=== RECORDED INFORMATION ===
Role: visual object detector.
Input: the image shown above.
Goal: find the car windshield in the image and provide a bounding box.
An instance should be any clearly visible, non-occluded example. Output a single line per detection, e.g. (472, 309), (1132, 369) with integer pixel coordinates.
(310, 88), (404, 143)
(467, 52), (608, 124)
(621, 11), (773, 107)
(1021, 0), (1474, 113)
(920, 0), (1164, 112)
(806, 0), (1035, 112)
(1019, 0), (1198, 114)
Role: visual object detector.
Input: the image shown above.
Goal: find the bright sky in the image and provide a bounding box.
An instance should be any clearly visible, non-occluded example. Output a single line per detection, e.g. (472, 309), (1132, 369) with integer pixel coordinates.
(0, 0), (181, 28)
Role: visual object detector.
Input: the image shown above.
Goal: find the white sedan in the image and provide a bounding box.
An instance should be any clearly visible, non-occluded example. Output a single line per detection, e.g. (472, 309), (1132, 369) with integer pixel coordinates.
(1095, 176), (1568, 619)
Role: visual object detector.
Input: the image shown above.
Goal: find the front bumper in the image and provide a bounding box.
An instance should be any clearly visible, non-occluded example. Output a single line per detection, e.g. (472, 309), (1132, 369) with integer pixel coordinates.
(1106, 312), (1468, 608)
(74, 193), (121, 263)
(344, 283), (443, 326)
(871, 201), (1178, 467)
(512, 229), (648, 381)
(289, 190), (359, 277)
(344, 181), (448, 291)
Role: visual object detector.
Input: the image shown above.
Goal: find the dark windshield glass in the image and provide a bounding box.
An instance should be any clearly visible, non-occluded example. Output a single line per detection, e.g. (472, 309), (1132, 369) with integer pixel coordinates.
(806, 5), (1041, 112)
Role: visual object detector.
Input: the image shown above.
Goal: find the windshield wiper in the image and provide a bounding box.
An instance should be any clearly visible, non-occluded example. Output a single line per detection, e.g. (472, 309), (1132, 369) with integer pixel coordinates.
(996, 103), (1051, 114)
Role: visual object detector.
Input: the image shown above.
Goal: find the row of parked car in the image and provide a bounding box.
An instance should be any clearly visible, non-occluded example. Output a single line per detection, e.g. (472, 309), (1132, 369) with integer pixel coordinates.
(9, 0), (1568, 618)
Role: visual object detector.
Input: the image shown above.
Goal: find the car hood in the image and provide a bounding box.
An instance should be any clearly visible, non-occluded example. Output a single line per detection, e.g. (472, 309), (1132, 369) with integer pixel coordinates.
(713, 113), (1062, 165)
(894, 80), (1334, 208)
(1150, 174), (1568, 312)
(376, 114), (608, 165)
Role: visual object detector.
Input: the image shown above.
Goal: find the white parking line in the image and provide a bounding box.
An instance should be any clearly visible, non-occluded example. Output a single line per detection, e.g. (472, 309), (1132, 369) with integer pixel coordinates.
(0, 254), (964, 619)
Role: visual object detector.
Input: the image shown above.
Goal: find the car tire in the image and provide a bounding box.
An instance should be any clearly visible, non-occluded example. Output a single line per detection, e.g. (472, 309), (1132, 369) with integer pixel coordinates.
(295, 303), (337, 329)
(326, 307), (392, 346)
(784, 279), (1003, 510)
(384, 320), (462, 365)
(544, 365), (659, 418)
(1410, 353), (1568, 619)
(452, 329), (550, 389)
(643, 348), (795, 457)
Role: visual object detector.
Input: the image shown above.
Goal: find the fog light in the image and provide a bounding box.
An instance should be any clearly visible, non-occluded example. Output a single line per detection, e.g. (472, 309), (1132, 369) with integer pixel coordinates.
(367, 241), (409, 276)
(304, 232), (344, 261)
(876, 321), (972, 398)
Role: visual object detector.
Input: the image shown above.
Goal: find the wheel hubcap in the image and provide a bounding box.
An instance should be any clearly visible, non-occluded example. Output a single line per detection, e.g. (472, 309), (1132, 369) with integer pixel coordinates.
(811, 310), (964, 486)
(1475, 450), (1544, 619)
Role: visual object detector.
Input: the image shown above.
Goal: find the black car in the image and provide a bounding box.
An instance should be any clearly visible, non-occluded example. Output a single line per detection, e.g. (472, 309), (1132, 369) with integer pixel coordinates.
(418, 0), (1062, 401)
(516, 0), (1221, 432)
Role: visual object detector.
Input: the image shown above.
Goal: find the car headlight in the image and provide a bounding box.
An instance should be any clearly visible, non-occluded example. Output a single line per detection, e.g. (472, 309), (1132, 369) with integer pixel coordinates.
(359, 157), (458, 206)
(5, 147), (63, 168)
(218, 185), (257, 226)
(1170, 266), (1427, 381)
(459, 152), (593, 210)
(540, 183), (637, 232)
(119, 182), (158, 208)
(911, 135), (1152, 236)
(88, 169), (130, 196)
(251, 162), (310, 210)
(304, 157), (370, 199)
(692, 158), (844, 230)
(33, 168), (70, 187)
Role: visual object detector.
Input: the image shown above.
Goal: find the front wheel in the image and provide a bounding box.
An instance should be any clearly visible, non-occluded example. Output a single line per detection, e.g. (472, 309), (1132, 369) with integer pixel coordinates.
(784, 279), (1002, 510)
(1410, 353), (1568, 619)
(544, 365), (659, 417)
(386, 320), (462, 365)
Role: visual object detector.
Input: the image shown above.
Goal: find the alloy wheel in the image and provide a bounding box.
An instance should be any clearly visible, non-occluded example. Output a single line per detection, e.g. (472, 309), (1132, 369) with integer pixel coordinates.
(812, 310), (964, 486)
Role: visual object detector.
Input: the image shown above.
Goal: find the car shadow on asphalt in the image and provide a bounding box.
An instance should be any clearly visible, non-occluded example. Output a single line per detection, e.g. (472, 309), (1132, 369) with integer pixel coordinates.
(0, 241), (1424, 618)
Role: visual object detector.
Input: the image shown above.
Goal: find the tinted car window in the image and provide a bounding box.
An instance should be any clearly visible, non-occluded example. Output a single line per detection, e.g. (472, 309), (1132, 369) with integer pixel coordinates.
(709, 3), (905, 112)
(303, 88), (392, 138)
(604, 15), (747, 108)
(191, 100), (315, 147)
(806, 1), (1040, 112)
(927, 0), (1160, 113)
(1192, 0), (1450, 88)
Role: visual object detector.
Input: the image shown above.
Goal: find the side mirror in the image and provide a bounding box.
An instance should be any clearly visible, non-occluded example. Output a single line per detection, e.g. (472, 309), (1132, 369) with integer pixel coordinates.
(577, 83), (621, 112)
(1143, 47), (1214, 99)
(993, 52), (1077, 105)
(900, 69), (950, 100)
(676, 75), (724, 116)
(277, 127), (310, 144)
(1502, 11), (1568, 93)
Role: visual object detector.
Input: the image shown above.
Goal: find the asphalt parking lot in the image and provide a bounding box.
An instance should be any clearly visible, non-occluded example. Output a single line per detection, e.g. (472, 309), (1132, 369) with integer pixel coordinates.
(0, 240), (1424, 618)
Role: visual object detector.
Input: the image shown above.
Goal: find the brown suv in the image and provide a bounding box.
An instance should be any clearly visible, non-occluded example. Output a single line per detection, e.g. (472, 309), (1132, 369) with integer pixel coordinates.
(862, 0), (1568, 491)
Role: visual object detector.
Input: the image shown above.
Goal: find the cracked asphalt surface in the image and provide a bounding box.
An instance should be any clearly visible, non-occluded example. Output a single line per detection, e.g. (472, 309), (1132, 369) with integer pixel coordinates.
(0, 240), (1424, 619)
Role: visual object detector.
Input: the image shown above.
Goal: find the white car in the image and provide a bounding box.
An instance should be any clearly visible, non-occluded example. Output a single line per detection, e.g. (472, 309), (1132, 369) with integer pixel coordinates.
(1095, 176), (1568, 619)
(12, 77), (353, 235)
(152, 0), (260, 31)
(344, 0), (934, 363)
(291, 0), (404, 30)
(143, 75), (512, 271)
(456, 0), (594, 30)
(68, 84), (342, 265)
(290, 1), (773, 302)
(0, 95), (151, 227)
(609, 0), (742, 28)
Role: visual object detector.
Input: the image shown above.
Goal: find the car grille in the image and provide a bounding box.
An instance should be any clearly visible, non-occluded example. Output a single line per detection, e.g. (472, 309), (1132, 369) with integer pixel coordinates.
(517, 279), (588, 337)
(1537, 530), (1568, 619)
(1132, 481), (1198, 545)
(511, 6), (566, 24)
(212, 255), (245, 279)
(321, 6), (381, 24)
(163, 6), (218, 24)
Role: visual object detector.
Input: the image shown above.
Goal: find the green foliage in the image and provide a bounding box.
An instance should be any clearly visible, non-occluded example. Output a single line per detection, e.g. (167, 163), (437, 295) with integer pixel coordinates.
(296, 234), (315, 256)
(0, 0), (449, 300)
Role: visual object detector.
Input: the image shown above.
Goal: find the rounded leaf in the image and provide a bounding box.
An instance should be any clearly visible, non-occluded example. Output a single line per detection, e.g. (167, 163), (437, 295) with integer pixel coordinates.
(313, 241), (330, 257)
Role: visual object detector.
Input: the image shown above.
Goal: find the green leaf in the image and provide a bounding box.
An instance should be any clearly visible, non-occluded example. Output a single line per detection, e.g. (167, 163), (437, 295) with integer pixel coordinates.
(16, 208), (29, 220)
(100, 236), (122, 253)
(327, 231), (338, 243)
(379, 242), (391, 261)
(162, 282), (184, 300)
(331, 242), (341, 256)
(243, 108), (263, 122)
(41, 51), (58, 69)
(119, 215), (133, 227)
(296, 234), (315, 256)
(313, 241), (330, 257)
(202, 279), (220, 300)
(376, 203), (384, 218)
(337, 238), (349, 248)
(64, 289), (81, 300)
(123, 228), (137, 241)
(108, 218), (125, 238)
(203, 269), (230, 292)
===
DO THIS: Reproduce the entries from their beginning up to and including the line containing "Goal: find the car windshield", substituting "rectangular region" for "bounding box" and leaving everything else unchanged.

COMPLETE RESPONSE:
Role: visual object detector.
Input: the image shown above.
Goal: find the car windshield in the image and provide a rectangular region.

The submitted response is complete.